Stored data entries
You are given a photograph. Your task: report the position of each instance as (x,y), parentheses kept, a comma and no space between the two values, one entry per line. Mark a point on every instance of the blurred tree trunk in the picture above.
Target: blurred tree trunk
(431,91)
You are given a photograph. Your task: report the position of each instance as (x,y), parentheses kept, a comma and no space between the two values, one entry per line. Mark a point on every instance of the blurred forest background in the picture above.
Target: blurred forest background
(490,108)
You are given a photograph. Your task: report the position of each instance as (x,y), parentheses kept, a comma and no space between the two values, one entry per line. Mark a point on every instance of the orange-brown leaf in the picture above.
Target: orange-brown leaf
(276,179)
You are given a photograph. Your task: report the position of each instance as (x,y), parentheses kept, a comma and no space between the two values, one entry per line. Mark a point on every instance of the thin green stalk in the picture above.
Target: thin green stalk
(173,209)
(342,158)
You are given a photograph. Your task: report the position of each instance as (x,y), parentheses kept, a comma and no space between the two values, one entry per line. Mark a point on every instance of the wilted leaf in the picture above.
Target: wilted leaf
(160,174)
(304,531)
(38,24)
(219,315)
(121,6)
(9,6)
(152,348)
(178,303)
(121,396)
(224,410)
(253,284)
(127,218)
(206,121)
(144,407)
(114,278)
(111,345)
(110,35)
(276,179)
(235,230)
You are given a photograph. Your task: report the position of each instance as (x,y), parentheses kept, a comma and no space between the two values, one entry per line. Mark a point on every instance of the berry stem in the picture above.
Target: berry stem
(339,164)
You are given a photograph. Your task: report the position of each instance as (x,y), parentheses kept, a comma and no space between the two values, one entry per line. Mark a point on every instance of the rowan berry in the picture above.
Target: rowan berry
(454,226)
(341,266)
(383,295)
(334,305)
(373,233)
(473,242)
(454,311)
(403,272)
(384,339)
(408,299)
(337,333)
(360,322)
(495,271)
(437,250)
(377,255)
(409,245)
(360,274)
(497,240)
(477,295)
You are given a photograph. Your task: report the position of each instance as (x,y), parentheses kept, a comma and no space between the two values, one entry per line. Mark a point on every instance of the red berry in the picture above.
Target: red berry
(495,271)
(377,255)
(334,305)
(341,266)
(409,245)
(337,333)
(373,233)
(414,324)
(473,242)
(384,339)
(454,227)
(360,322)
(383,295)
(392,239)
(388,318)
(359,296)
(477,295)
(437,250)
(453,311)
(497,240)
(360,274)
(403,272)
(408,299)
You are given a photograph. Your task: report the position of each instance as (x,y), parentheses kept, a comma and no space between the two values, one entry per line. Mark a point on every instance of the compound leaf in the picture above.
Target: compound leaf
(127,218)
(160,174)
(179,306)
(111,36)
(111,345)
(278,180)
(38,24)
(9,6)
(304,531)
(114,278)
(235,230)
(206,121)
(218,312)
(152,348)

> [AIM OF THE TASK]
The line containing "red berry in the picture above." marks the start; retype it and each line after it through the end of the records above, exactly.

> [RESULT BELOW]
You are given a photograph. Your task: report the position of each instance as (x,y), parentheses kept, a comma and no space between the two values, one entry per line. Mark a point on every instance of the red berry in the picture above.
Target: red berry
(495,271)
(377,255)
(334,305)
(341,266)
(409,245)
(337,333)
(373,233)
(414,324)
(473,242)
(384,339)
(454,227)
(360,322)
(383,295)
(392,239)
(388,318)
(359,296)
(477,295)
(437,250)
(453,311)
(497,240)
(360,274)
(403,272)
(408,299)
You are given a photograph. Your task: report the position of each instance as (x,y), parentheses kept, a comma and no space between the two values, one entry per line. Mark a point on every instance of the compound leaf in the picture above.
Target: compound leaf
(127,218)
(160,174)
(179,306)
(111,36)
(111,345)
(278,180)
(38,24)
(9,6)
(304,531)
(114,278)
(235,230)
(206,121)
(218,312)
(152,348)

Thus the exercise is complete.